PROBLEM REQUIREMENTS =
Filter on the word "provide": copy each matching line from the listing below.

━━━

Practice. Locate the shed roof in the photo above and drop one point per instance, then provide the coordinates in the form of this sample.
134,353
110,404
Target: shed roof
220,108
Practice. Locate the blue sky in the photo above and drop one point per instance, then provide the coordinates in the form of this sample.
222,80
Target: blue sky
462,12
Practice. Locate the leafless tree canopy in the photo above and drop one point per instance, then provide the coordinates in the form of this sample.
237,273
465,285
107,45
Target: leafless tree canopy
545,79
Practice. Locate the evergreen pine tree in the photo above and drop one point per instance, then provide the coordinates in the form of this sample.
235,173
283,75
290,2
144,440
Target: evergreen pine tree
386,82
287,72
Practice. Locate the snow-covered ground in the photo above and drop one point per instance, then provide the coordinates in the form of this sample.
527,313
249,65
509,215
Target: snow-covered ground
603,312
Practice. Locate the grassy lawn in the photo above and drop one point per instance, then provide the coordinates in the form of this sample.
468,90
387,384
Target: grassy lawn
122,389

━━━

TASK RESPONSE =
Practice. Locate the shed roof in the photo above and drop one point per instance, then provide the coordinates in the form of this sample.
Practice. Locate the blue sky in the photo above and drop one point per instance, then provide the coordinates in the form of this sample.
Practice. Locate the leafless tree canopy in the photo above and drop one point per instance, then provide the coordinates in the form of this sample.
Practice. Locate the evergreen pine tree in the photo above and drop one point per instance, then provide the coordinates in the form of this sample.
Practice. Locate the snow-covered ground in the photo above and drop one point per instance, then provide the coordinates in the form of this sample.
Practice. Locate the grassy lawn in the photo above and drop one point per instance, then provide the coordinates in the form of this sample.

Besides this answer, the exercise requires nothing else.